■ DATASET CONTENT
%%

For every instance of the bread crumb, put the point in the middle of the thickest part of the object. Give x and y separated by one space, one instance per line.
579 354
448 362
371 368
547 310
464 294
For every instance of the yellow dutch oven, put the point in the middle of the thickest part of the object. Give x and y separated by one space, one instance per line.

%%

■ WHAT YOU HAVE TO DO
Convert every line of the records above into a numbered list, omitting any blank lines.

■ FULL OUTPUT
1. For every instance of the bread crumb, put the point in the middle of the thickest part of the object. Give x and y separated by one space, one instance per line.
2. 579 354
3. 448 362
4. 371 368
5. 547 310
6. 464 294
7. For every instance of the yellow dutch oven, put the point in the middle of the thickest part of the object. Give x and y separated by one space, one instance per line.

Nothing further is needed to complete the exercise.